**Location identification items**
=======

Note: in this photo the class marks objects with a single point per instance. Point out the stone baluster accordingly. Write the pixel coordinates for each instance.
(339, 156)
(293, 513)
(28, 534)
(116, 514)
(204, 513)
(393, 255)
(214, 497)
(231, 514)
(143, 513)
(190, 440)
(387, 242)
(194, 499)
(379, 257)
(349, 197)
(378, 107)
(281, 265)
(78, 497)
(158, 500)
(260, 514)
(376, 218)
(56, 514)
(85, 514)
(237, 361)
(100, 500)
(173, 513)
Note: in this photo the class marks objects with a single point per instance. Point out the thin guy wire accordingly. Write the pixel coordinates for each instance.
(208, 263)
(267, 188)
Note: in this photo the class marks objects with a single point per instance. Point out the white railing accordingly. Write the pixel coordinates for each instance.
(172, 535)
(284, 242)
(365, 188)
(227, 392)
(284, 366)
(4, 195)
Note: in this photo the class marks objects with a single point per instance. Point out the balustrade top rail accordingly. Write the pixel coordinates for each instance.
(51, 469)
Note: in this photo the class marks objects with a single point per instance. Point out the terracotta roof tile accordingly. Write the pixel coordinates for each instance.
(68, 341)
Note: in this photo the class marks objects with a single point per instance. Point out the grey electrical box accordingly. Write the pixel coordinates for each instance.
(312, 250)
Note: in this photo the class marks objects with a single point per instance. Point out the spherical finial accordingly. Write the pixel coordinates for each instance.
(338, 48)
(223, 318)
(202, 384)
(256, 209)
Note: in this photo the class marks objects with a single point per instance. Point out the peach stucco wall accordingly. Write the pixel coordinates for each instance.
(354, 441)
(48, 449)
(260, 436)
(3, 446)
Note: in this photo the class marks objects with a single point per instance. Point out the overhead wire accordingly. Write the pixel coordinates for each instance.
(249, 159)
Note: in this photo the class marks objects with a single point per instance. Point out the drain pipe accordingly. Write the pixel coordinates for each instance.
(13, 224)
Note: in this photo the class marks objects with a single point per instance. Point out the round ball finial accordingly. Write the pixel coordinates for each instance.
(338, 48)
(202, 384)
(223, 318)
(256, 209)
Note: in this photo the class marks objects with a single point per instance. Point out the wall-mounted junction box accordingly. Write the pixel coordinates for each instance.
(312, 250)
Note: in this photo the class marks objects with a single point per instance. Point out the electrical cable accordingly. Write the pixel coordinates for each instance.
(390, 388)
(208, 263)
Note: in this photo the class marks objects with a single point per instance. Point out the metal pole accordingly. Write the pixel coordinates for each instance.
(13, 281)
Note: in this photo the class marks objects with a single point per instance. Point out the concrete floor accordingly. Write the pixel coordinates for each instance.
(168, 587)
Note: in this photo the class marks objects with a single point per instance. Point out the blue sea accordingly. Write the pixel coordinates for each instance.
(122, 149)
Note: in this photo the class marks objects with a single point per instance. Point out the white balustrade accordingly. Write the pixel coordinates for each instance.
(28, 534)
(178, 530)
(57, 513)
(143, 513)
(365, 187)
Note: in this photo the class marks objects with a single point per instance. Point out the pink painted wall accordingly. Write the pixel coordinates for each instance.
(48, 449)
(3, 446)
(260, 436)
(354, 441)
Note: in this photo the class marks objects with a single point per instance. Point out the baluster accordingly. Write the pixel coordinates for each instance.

=======

**PROBLEM**
Reproduce every record, swapping "pixel coordinates" for "image coordinates" throughout and keeping everything else the same.

**CORRECT OUTPUT**
Note: in this photo the class marks objects with a single point per instance. Point out the stone baluster accordingly. Write the image coordinates for each instance.
(339, 156)
(293, 513)
(28, 534)
(116, 514)
(204, 513)
(393, 255)
(214, 497)
(231, 514)
(143, 513)
(190, 440)
(387, 242)
(194, 499)
(379, 257)
(349, 197)
(378, 107)
(281, 265)
(78, 497)
(158, 500)
(260, 514)
(376, 218)
(56, 514)
(85, 514)
(237, 361)
(100, 500)
(173, 513)
Note: in this photo the class marks objects with a single point per instance. Point out the thin guy wire accordingly. Write the image coordinates for each instance.
(208, 263)
(267, 188)
Note: in this photo the class marks objects with a single point per instance. Point out the white railing accordingly. Write the image coordinates for each instance.
(172, 535)
(284, 242)
(365, 188)
(227, 392)
(284, 366)
(4, 195)
Note: in this photo the class marks objects with a single point per instance. Point out the balustrade top rail accordingly. Write the image coordinates for each instance.
(51, 469)
Note: in this photo the class marks objects with a single point per instance. Point out the terracotta roof tile accordingly. Write the image coordinates for each instance.
(68, 341)
Note: in this photo the class marks objects with a single point per instance. Point out the grey electrical box accordingly. Write the image coordinates for each instance.
(312, 250)
Note: in this photo the class marks objects with a single point per instance. Point out the spherical finial accordingly. Write the image coordinates for each instance.
(338, 48)
(223, 318)
(202, 384)
(256, 209)
Note: in this photo the class marks objects with a single point per instance. Point out the peach stucco wall accordingly. Write the image coordinates for each instance.
(354, 441)
(48, 449)
(260, 436)
(3, 446)
Note: in this photo the class marks objects with a single point per instance. Point out the overhead wire accordingly. Write the image coordinates for each instance.
(249, 159)
Note: in this photo the class marks objects with a single point per instance. Point out the drain pipe accordingly. Write the image coordinates for each instance.
(13, 224)
Note: in this photo the class marks objects with a single point per instance. Point out the round ball finial accordingly. Write the image coordinates for each instance.
(338, 48)
(202, 384)
(223, 318)
(256, 209)
Note: in this photo the class marks objects with a single point per instance. Point out the wall-mounted junction box accordingly. Write the image coordinates for each instance.
(312, 250)
Note: in this photo the class marks objects with a single point per instance. Point out the electrical cable accordingly. Write the image coordinates for each instance.
(390, 388)
(208, 263)
Note: in this photo the class marks objects with a single point per instance. Point out the metal pole accordingly. Write the image coordinates for each instance.
(13, 281)
Note: in this photo the class marks objects with a single point per instance. Point out the concrete floor accordingly. Write the image coordinates for each instance.
(168, 587)
Note: in this photo the class marks objects with a single point per instance. Point out the blue sea accordingly. Write the image coordinates for each instance.
(122, 149)
Note: in this photo the class marks objects with a single point per instance. Point out the white balustrade accordingly. Write the image coordinates for each instance.
(28, 534)
(178, 530)
(57, 513)
(143, 513)
(365, 187)
Note: in this photo the class marks objects with a single point per instance. Point out the pink painted wall accordingly. Write the image coordinates for each instance.
(48, 449)
(3, 446)
(260, 436)
(354, 441)
Note: in this photo the class marks objects with a single point per instance. Point out the baluster accordingly. Write the image coordinates for each instance.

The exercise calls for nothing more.